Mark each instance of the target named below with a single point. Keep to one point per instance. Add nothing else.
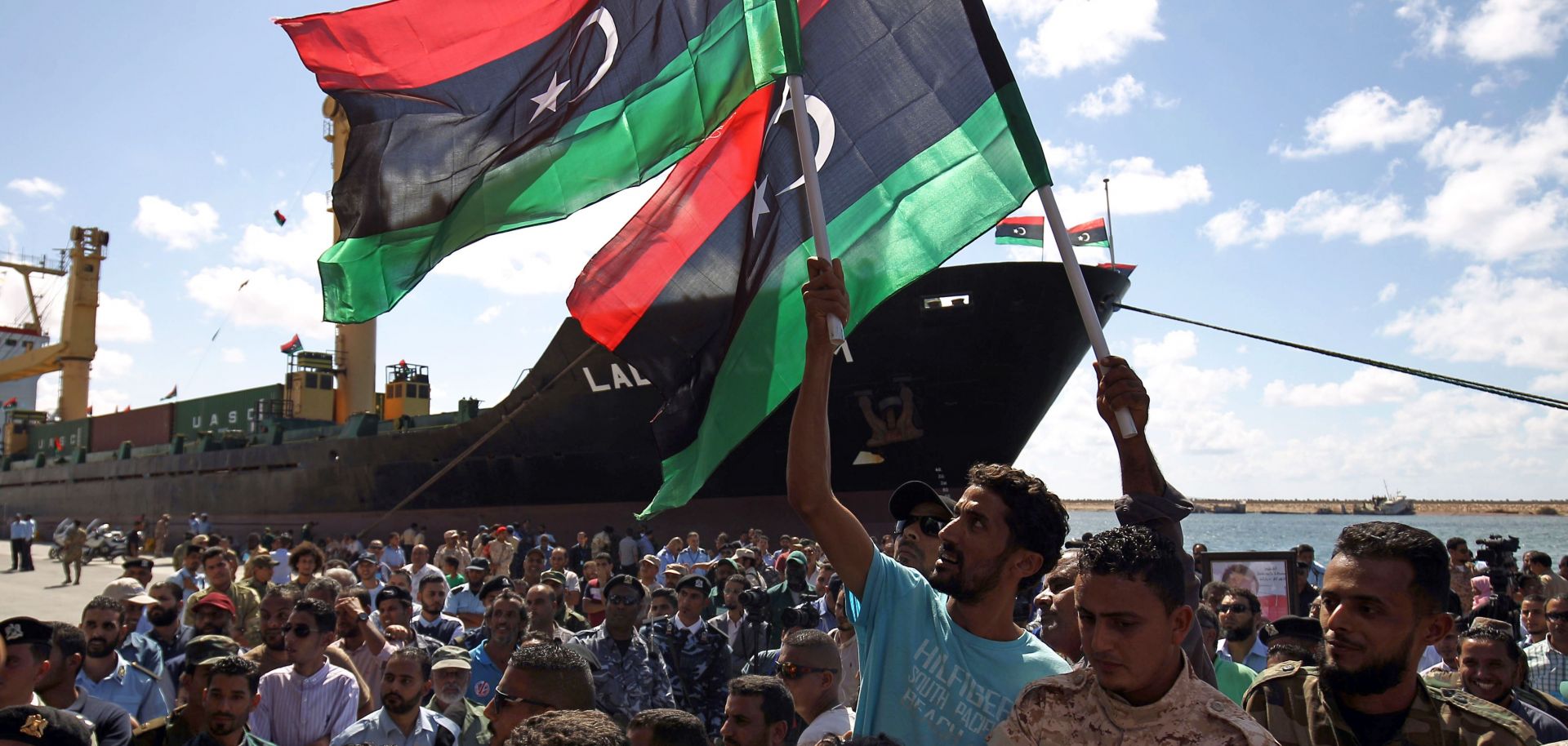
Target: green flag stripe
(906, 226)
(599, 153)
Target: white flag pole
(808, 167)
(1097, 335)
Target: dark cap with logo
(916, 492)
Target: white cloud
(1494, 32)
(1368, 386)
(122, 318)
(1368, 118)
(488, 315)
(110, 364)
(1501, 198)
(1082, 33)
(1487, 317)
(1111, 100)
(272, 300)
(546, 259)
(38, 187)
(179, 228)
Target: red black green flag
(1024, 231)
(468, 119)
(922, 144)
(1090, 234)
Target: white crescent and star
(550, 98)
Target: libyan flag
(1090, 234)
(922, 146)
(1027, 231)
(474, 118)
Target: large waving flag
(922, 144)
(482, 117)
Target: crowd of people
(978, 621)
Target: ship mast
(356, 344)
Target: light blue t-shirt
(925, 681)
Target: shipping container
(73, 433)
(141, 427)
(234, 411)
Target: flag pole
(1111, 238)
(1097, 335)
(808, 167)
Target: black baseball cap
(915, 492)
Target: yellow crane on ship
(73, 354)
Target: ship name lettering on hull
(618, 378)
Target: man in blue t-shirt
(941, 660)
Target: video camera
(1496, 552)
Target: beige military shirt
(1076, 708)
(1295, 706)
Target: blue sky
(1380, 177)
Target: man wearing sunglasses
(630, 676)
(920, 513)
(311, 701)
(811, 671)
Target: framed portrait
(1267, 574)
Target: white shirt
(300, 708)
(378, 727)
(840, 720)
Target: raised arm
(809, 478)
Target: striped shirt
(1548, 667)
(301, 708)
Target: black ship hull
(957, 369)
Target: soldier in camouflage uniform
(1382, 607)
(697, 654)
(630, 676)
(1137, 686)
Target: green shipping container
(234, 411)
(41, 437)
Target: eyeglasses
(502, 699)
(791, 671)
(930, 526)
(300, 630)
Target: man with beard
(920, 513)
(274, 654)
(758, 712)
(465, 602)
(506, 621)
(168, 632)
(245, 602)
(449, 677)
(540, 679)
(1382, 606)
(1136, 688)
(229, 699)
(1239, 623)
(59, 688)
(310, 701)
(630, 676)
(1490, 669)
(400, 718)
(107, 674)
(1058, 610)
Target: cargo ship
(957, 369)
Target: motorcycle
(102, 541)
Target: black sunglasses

☆ ☆ ☆

→ **How to complete this task**:
The answer must be an exact copy of the entries, with the pictures omitted.

→ **Exercise result**:
Mark each instance of the target named below with a single point. Keep to one point per instance. Add nothing else.
Target: green flag stripe
(906, 226)
(599, 153)
Target: white flag pole
(808, 167)
(1097, 335)
Target: dark cap with logo
(916, 492)
Target: white cloud
(1494, 32)
(1368, 386)
(122, 318)
(1368, 118)
(488, 315)
(110, 364)
(1501, 198)
(1082, 33)
(1487, 317)
(1111, 100)
(272, 300)
(546, 259)
(38, 187)
(179, 228)
Target: red black green flag
(1024, 231)
(468, 119)
(922, 144)
(1090, 234)
Target: white crescent and star
(550, 98)
Target: libyan flag
(1090, 234)
(922, 146)
(1027, 231)
(474, 118)
Target: large waving flag
(922, 144)
(482, 117)
Target: crowd of people
(978, 621)
Target: ship mast
(356, 344)
Target: light blue t-shirt
(925, 681)
Target: shipping container
(73, 433)
(141, 427)
(234, 411)
Target: flag pole
(1111, 238)
(1097, 335)
(808, 167)
Target: black baseball cap
(915, 492)
Target: yellow crane on ship
(73, 354)
Target: ship name lettering on hull
(618, 378)
Target: man in blue t-shirt
(941, 660)
Target: video camera
(1496, 552)
Target: beige military shirt
(1076, 708)
(1295, 706)
Target: blue sky
(1380, 177)
Target: man wearing sunglasses
(630, 676)
(920, 513)
(311, 701)
(811, 671)
Target: framed portrait
(1267, 574)
Target: white shirt
(300, 708)
(378, 727)
(840, 720)
Target: raised arm
(809, 478)
Target: striped shirt
(1548, 667)
(301, 708)
Target: black ship hull
(957, 369)
Target: soldier in camouflage uniform
(1382, 607)
(697, 654)
(630, 676)
(1137, 686)
Target: green shipping container
(234, 411)
(41, 437)
Target: eyeglasses
(502, 699)
(791, 671)
(930, 526)
(300, 630)
Target: man with beard
(920, 513)
(274, 654)
(758, 712)
(465, 602)
(506, 621)
(168, 632)
(245, 602)
(449, 677)
(540, 679)
(1382, 606)
(1136, 688)
(229, 699)
(1239, 623)
(59, 688)
(310, 701)
(630, 676)
(1490, 669)
(400, 718)
(107, 674)
(1058, 610)
Target: cargo ship
(957, 369)
Target: motorcycle
(102, 541)
Target: black sunglasses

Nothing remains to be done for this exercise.